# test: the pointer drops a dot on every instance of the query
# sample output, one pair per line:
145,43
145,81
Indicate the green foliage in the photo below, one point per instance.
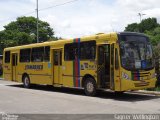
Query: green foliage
148,26
23,31
134,27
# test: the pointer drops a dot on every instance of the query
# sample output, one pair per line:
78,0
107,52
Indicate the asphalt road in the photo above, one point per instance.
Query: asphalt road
15,99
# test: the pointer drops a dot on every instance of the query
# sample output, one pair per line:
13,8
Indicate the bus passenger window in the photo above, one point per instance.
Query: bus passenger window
37,54
25,55
56,58
70,51
88,50
116,59
47,54
7,57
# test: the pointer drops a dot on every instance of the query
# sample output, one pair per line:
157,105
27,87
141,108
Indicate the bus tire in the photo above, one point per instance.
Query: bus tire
26,81
90,87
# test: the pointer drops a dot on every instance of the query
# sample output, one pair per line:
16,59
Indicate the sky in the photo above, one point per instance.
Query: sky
81,17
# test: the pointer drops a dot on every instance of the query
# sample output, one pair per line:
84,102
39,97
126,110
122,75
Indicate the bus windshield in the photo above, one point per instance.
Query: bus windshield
136,52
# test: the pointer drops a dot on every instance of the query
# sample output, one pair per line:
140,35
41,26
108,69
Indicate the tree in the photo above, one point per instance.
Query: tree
23,31
134,27
28,25
146,24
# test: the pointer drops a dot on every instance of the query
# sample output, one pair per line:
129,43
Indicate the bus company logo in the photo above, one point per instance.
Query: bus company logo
6,116
34,67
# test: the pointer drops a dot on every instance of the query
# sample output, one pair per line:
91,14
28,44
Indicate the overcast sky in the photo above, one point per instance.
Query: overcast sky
81,17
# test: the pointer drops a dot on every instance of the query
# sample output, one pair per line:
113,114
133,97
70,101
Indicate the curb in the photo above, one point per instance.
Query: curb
147,92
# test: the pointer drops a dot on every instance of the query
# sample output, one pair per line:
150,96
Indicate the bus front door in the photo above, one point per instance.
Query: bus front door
57,67
14,66
104,66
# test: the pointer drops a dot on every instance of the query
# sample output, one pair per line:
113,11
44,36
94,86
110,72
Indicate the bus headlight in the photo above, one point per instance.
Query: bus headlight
125,76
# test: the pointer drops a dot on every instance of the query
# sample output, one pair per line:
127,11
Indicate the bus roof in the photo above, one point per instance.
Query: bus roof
63,41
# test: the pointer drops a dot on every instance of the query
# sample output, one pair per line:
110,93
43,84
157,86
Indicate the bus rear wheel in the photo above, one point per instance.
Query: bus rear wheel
90,87
26,81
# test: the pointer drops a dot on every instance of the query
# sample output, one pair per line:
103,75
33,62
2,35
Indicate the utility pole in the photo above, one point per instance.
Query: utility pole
140,16
37,24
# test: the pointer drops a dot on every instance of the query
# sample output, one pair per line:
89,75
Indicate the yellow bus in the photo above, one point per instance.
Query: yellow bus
115,61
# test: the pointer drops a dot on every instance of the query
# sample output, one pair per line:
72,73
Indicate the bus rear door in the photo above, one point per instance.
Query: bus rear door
57,66
14,66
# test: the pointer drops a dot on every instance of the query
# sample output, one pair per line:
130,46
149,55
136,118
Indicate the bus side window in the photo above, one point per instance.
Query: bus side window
37,54
70,51
7,57
116,59
25,55
87,50
47,54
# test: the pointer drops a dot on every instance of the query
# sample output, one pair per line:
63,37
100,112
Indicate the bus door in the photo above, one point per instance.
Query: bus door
57,66
14,66
104,66
115,72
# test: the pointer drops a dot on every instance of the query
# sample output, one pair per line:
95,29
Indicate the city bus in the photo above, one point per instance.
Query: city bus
108,61
1,68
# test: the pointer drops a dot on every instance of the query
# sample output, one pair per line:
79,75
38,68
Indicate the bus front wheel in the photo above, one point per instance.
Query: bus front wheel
90,87
26,81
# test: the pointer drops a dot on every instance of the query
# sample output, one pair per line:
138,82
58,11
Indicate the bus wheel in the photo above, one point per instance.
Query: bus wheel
26,81
90,87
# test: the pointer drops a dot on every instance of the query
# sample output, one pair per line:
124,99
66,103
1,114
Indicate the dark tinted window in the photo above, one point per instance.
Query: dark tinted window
87,50
25,55
84,50
37,54
70,51
7,57
47,54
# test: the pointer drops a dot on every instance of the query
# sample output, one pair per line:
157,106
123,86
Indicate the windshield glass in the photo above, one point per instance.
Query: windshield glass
136,53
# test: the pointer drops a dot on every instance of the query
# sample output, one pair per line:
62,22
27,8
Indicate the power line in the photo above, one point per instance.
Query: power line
61,4
57,5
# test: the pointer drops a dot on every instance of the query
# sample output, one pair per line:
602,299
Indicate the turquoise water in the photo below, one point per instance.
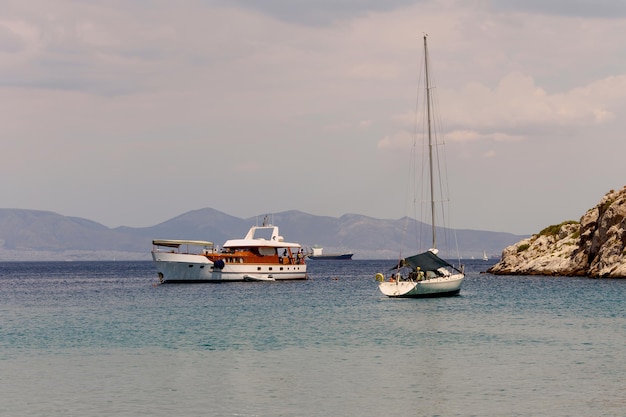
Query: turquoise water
102,339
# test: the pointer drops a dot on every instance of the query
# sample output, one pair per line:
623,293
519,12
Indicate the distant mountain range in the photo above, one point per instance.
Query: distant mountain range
34,235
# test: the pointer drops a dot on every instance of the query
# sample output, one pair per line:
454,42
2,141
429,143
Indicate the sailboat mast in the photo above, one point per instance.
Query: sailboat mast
430,146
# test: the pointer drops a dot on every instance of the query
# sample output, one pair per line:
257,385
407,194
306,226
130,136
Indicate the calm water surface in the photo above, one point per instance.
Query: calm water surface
101,339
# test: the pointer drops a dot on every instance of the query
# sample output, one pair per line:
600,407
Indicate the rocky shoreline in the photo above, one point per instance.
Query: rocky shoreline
594,246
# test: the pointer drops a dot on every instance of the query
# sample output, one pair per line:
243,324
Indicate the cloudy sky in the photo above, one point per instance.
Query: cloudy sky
133,112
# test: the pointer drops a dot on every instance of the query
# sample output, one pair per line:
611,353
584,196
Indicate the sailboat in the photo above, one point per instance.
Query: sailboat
424,274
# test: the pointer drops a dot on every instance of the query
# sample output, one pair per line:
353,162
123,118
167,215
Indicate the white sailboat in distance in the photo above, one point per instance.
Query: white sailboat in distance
424,274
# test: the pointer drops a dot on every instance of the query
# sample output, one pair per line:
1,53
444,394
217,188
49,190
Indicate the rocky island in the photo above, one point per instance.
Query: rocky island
592,247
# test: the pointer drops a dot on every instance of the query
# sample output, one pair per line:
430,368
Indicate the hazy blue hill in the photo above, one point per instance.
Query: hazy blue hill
45,230
45,235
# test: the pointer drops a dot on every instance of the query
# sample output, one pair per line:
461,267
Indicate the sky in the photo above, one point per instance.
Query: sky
134,112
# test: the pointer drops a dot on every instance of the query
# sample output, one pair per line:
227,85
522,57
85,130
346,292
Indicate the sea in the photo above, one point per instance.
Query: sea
105,339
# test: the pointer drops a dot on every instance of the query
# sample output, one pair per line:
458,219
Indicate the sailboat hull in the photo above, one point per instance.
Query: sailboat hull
436,287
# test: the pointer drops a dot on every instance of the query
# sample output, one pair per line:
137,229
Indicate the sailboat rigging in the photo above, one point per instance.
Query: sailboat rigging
424,274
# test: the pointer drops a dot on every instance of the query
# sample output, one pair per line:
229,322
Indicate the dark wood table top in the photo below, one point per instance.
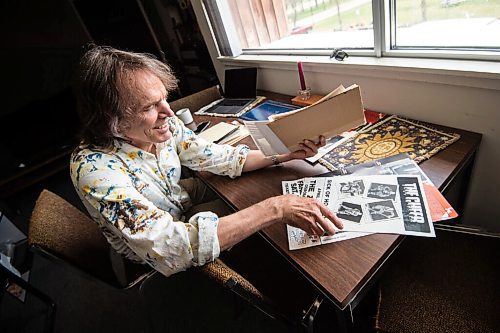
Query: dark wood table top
339,270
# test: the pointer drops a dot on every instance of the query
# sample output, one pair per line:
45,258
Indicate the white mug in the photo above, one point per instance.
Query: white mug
187,118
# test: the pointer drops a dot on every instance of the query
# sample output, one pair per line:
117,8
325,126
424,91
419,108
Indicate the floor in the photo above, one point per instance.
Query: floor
453,275
185,302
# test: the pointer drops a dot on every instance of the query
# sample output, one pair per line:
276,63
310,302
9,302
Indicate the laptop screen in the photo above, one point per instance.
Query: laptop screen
240,83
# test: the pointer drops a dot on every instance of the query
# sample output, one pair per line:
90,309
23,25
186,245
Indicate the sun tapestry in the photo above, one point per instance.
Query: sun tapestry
390,136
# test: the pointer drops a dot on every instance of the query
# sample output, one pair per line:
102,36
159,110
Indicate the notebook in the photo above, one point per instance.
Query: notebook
240,93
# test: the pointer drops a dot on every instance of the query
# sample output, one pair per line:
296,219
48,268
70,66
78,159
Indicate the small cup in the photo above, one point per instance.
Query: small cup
305,94
187,118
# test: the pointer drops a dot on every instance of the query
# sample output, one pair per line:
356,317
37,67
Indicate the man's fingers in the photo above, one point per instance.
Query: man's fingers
331,217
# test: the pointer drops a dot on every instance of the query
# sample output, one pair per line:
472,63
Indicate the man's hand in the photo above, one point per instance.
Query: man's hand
307,214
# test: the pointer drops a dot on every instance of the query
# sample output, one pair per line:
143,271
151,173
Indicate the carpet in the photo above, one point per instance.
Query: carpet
389,136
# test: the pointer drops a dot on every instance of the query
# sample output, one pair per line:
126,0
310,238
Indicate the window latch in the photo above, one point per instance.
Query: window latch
339,54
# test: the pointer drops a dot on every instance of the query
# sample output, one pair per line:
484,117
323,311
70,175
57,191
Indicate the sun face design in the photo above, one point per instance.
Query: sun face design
382,146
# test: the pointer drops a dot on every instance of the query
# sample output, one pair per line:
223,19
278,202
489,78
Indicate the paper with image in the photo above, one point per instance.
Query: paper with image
319,188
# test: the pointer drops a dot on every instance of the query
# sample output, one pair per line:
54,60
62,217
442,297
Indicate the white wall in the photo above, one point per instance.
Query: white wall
456,96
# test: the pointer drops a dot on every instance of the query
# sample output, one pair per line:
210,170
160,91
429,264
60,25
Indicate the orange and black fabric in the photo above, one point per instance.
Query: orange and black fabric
390,136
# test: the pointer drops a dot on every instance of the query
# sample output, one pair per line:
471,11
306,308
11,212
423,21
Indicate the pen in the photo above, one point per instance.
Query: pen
301,76
228,134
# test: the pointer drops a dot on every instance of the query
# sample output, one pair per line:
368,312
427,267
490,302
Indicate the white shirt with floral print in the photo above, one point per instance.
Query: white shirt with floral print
136,199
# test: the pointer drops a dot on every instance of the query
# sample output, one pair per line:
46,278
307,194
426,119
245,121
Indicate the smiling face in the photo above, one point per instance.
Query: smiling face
148,123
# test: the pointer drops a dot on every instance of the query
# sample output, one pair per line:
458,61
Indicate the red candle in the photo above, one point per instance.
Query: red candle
301,76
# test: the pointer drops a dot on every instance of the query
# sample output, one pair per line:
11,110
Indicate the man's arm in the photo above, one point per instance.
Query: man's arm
307,214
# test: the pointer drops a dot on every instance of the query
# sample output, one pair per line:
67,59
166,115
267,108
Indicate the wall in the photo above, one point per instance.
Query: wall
458,98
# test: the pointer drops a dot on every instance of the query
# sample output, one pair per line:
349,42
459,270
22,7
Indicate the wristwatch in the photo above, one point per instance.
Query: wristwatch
275,160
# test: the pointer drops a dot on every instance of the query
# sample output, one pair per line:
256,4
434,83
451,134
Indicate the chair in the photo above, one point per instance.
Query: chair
7,277
62,233
65,235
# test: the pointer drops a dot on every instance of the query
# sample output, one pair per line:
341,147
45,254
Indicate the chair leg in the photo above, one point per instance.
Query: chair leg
310,315
49,320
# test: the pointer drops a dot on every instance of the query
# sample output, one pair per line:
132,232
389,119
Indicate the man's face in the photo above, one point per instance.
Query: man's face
149,123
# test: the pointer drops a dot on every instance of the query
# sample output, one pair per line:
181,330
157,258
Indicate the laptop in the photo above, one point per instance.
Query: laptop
240,91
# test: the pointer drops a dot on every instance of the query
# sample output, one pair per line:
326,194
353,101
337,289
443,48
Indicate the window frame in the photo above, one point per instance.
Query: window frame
384,30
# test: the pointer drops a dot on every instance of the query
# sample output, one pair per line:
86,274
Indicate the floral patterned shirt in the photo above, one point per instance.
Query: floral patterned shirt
136,199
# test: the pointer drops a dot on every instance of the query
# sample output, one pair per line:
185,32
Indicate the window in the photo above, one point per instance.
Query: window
430,28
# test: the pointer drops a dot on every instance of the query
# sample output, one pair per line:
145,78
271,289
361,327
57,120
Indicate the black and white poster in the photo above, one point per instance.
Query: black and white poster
365,204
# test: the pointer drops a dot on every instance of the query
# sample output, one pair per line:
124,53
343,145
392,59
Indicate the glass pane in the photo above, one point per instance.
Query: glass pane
462,24
303,24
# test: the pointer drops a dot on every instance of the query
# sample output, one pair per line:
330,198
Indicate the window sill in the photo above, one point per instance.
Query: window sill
468,73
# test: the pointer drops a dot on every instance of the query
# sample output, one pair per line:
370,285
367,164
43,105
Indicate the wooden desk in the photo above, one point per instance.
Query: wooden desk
342,271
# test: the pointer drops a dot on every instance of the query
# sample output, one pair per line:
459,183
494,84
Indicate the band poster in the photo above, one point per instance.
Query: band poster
365,204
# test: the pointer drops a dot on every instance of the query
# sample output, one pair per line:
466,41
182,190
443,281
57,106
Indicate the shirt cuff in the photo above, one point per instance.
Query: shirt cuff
208,241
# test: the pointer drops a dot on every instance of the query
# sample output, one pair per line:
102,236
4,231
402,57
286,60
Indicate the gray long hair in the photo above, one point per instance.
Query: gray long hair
104,90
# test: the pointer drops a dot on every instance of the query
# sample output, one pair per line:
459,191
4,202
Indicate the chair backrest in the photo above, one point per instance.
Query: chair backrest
197,100
66,235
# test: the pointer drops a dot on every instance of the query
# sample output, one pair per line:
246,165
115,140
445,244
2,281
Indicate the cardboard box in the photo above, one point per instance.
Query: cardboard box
337,112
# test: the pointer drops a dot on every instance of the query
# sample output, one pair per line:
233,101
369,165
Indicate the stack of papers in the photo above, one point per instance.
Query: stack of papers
366,204
225,133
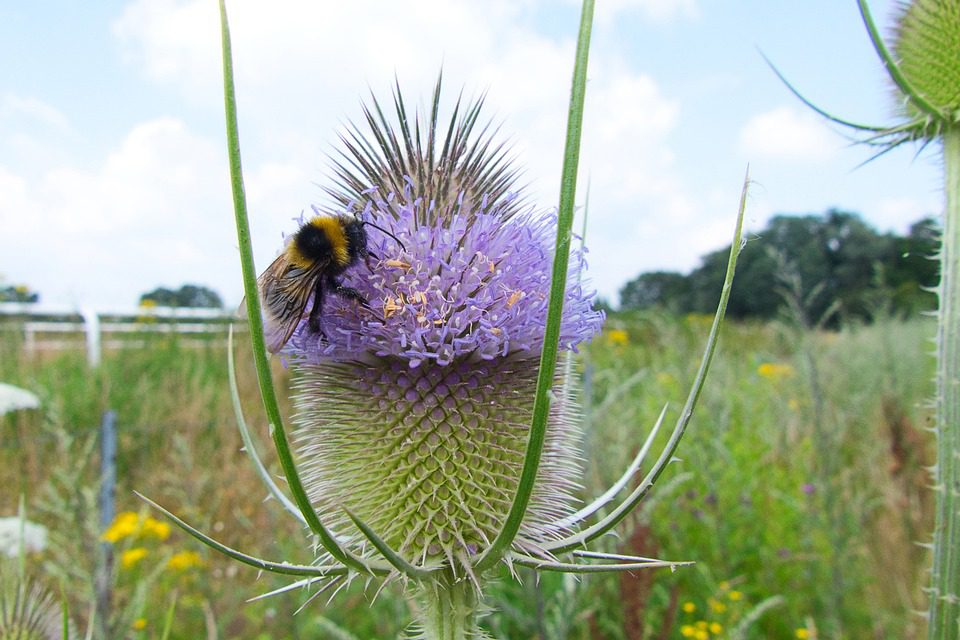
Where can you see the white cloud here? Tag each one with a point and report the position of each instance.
(785, 133)
(32, 108)
(156, 211)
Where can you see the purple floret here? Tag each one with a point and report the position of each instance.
(469, 284)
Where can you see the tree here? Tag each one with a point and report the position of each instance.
(667, 289)
(18, 293)
(188, 295)
(851, 265)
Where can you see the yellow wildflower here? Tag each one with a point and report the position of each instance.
(716, 605)
(126, 524)
(775, 371)
(131, 557)
(155, 528)
(184, 560)
(617, 337)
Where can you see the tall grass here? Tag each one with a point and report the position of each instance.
(749, 501)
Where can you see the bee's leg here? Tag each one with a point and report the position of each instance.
(349, 293)
(314, 321)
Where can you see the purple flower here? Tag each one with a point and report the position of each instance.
(413, 413)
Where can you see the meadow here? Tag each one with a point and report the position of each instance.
(800, 490)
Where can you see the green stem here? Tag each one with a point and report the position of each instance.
(449, 609)
(558, 288)
(945, 575)
(262, 364)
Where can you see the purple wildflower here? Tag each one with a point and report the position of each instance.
(413, 414)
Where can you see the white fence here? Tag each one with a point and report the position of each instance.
(51, 328)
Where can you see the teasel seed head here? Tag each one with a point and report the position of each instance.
(414, 416)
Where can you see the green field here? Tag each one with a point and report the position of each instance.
(801, 493)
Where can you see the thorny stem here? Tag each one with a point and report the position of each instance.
(944, 621)
(450, 609)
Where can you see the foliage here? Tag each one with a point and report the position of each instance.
(857, 268)
(746, 502)
(189, 295)
(18, 293)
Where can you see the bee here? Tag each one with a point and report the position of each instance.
(312, 263)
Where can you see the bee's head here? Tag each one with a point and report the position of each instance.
(356, 238)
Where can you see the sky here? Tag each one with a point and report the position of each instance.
(113, 172)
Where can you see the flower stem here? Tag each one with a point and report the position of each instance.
(450, 609)
(944, 622)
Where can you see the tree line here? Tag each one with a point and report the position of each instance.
(841, 262)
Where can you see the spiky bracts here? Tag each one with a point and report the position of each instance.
(415, 417)
(926, 43)
(28, 611)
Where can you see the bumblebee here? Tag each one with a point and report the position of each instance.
(319, 252)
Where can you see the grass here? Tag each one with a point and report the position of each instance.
(801, 491)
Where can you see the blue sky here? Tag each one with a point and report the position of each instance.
(112, 154)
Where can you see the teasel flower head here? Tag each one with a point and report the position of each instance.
(436, 438)
(413, 415)
(924, 66)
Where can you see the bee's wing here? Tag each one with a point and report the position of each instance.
(284, 292)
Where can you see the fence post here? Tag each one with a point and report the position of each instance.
(91, 325)
(105, 504)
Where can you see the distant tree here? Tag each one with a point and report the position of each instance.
(667, 289)
(838, 253)
(188, 295)
(18, 293)
(913, 269)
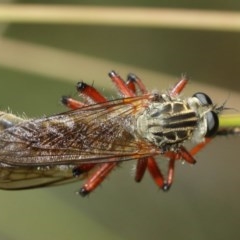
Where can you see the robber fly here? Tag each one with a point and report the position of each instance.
(97, 134)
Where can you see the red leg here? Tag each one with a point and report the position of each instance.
(121, 85)
(72, 103)
(141, 167)
(96, 179)
(179, 86)
(137, 81)
(170, 174)
(90, 92)
(199, 146)
(155, 172)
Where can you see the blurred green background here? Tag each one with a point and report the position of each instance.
(40, 63)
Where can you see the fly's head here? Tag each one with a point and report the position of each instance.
(168, 122)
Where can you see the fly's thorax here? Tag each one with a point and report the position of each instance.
(207, 115)
(167, 123)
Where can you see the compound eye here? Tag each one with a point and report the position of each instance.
(203, 98)
(212, 123)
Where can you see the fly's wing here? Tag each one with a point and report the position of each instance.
(13, 178)
(96, 133)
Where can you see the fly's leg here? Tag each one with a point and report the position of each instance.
(97, 178)
(93, 96)
(178, 87)
(155, 172)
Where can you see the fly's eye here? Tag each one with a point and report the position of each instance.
(203, 98)
(212, 123)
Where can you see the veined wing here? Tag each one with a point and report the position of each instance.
(18, 177)
(96, 133)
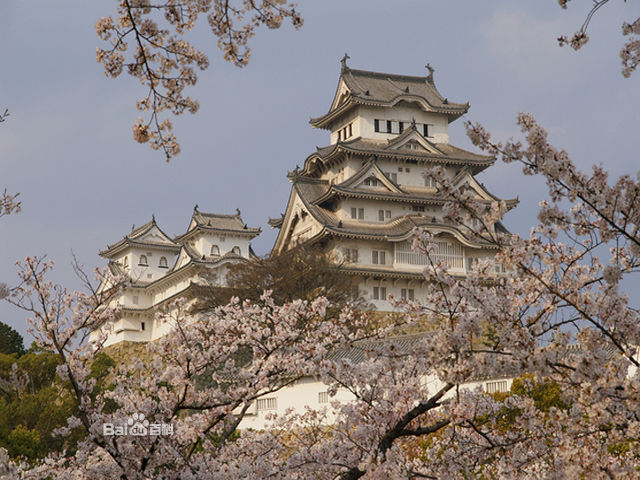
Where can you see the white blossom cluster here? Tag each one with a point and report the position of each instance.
(146, 39)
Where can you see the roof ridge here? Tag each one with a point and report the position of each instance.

......

— Activity —
Go through the data above and copy each line in which "below" appears.

— Reply —
Indicate the green foliage in the photo below, one point per instance.
Indicate the turquoise water in the photo below, one point per instance.
Indicate the dark wood table top in the photo below, one point per instance.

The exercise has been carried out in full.